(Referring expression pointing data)
────

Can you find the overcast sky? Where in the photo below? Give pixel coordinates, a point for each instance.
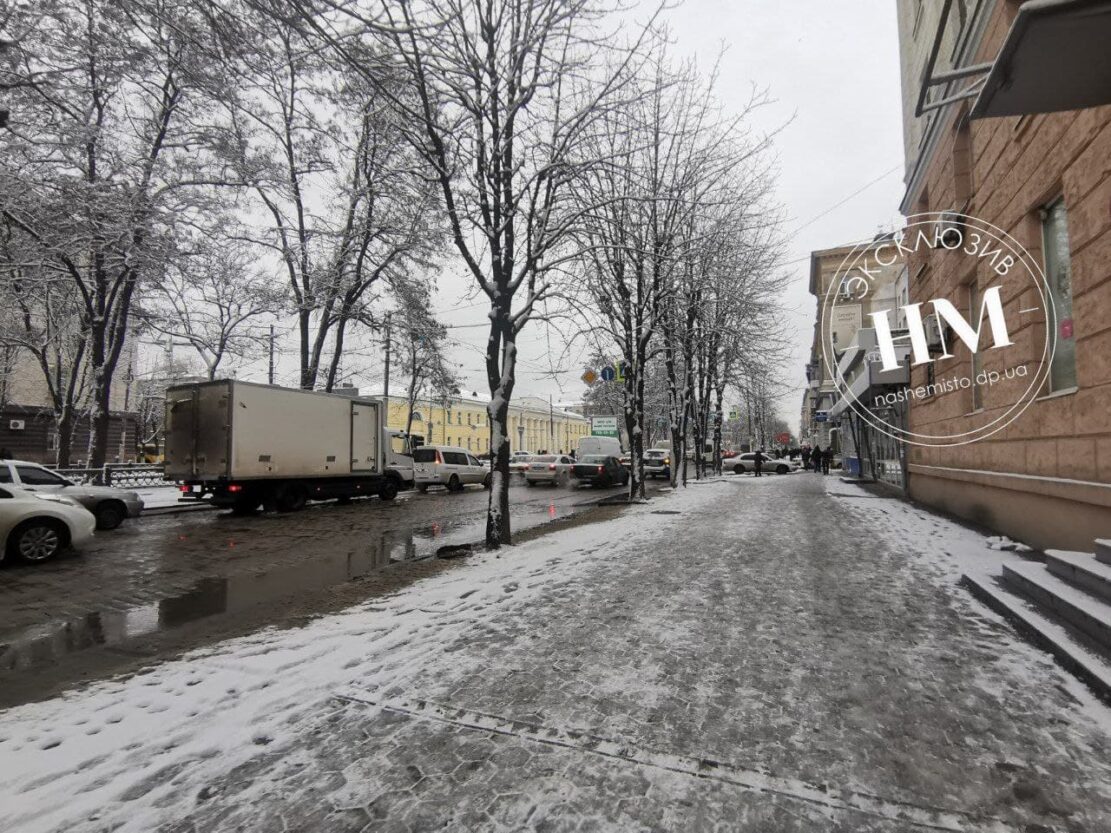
(833, 72)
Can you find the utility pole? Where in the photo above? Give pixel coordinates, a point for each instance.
(386, 383)
(270, 373)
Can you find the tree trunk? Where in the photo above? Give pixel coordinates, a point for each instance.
(64, 427)
(501, 365)
(101, 420)
(498, 521)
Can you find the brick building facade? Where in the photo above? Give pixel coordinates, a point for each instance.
(1046, 180)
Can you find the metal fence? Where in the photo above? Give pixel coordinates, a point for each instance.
(118, 474)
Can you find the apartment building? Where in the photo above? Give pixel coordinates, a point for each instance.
(849, 283)
(534, 423)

────

▶ PROMPT
All of the records should be set down exactly, minus the pictures they hold.

▶ YOUR RESPONSE
Can you find the overcast sky? Where in the photo below? Give pixel coordinates, a point for each instance.
(833, 72)
Can you find the utility pole? Where in the photo above? Give pixel coordinates, a point for each instance.
(386, 383)
(270, 373)
Can you find the tree trunk? Where in the photo above? Give pixel coordinates, a point for each instance.
(64, 427)
(501, 365)
(101, 420)
(498, 521)
Can you find the brick building facade? Where in the photo above? Give pixel coordinates, a point for each instance.
(1046, 180)
Can you find the metal fence? Where in the photo above? Give pixel coordinates, a point for each instance.
(118, 474)
Can you find the apartment building? Where in the photo above? Give pixel coordinates, a point for each instance.
(849, 283)
(534, 423)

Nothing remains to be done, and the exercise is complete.